[Segmentation labeling entries]
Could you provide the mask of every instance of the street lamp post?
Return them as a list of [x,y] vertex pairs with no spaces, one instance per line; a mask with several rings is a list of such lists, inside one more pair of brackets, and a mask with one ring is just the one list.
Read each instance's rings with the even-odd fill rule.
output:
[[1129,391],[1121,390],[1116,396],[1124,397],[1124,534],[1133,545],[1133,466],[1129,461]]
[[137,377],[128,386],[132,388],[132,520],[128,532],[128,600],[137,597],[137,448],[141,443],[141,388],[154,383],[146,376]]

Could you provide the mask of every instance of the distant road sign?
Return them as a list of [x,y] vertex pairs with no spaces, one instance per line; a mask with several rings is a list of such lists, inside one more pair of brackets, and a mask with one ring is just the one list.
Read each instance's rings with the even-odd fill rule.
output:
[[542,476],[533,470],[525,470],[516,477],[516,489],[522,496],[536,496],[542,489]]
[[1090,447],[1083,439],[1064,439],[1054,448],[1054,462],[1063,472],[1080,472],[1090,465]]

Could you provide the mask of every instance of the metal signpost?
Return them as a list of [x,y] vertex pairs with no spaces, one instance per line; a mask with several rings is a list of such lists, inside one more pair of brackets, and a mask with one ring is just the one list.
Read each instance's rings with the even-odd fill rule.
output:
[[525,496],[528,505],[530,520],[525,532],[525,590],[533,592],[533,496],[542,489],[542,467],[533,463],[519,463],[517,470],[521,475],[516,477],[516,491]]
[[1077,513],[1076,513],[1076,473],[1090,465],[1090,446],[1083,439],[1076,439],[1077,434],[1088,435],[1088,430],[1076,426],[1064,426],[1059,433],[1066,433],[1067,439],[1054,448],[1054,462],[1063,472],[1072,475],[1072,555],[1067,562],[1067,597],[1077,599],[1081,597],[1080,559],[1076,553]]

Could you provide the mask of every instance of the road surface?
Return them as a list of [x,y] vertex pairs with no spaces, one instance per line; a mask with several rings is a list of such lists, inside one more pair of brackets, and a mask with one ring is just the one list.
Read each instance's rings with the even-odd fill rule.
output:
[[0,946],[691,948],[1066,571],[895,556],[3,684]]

## Required task
Express every line of the entries above as a Markdown table with the columns "Row" and "Line", numbering the rows in order and omitting blank lines.

## Final result
| Row | Line |
|---|---|
| 1 | Could you provide the mask of every instance of the street lamp post? |
| 2 | Return them as a list of [x,y] vertex pairs with no spaces, one instance per line; a mask with several rings is a list of such lists, inside one more pair of brackets, and a mask with one ring is just the one list. |
| 3 | Read each instance's rings with the even-odd fill rule. |
| 4 | output: |
| 5 | [[1129,391],[1121,390],[1116,396],[1124,397],[1124,534],[1133,545],[1133,466],[1129,461]] |
| 6 | [[137,377],[128,386],[132,388],[132,520],[128,532],[128,600],[137,597],[137,448],[141,443],[141,388],[154,383],[146,376]] |
| 7 | Could you provide the mask of every instance of the distant road sign? |
| 8 | Return them as a list of [x,y] vertex pairs with no spaces, one instance per line; a mask with several rings is a list of such lists, inside one more pair of brackets, and a mask with one ring is just the one list. |
| 9 | Read each instance's rings with the even-odd fill rule. |
| 10 | output: |
| 11 | [[542,476],[533,470],[525,470],[516,477],[516,489],[522,496],[536,496],[542,489]] |
| 12 | [[1090,447],[1083,439],[1064,439],[1054,448],[1054,462],[1063,472],[1080,472],[1090,465]] |
| 13 | Could you provide the mask of every instance of the metal signpost? |
| 14 | Return them as a list of [x,y] vertex pairs with no spaces, one instance per line; a mask with several rings is a list of such lists, inside one more pair of brackets, and a mask with one ring is just the one list. |
| 15 | Read each instance's rings with the even-odd fill rule. |
| 16 | output: |
| 17 | [[525,496],[528,505],[530,520],[525,532],[525,590],[533,592],[533,496],[542,489],[542,467],[533,463],[519,463],[517,470],[521,475],[516,477],[516,491]] |
| 18 | [[1077,513],[1076,513],[1076,473],[1090,465],[1090,446],[1083,439],[1076,439],[1077,434],[1088,435],[1088,430],[1076,426],[1064,426],[1059,433],[1066,433],[1067,439],[1054,448],[1054,462],[1063,472],[1072,475],[1072,555],[1067,562],[1067,597],[1077,599],[1081,597],[1080,559],[1076,553]] |
| 19 | Could you provide the mask of every instance of the road surface? |
| 20 | Return them as a list of [x,y] vertex pairs with no spaces, one instance per line; a mask with several rings is a list of such lists, inside one more pair of brackets, and a mask with one ring is just the one list. |
| 21 | Read each instance's rings with the even-odd fill rule. |
| 22 | output: |
| 23 | [[0,946],[691,948],[1066,571],[895,556],[3,684]] |